Dataset items:
————
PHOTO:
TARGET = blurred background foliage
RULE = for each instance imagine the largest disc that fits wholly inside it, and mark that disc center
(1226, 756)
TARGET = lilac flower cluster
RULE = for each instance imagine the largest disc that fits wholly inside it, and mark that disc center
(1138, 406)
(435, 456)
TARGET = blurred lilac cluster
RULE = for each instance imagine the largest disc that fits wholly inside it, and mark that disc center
————
• [What you have to do]:
Format the lines of the listing above as a numbered list, omitting any blank lines.

• [Result of this task]:
1. PHOTO:
2. TARGET = blurred background foliage
3. RULE = for each instance imagine the largest disc that fits wholly inside it, and mark that disc center
4. (1226, 756)
5. TARGET = lilac flower cluster
6. RULE = for each instance imagine the largest disc that fits wholly inside it, and mark that disc center
7. (1138, 406)
8. (435, 456)
9. TARGET = blurred lilac cluster
10. RULE = for each instance imagine the largest disc that fits wholly inside it, and mark that disc center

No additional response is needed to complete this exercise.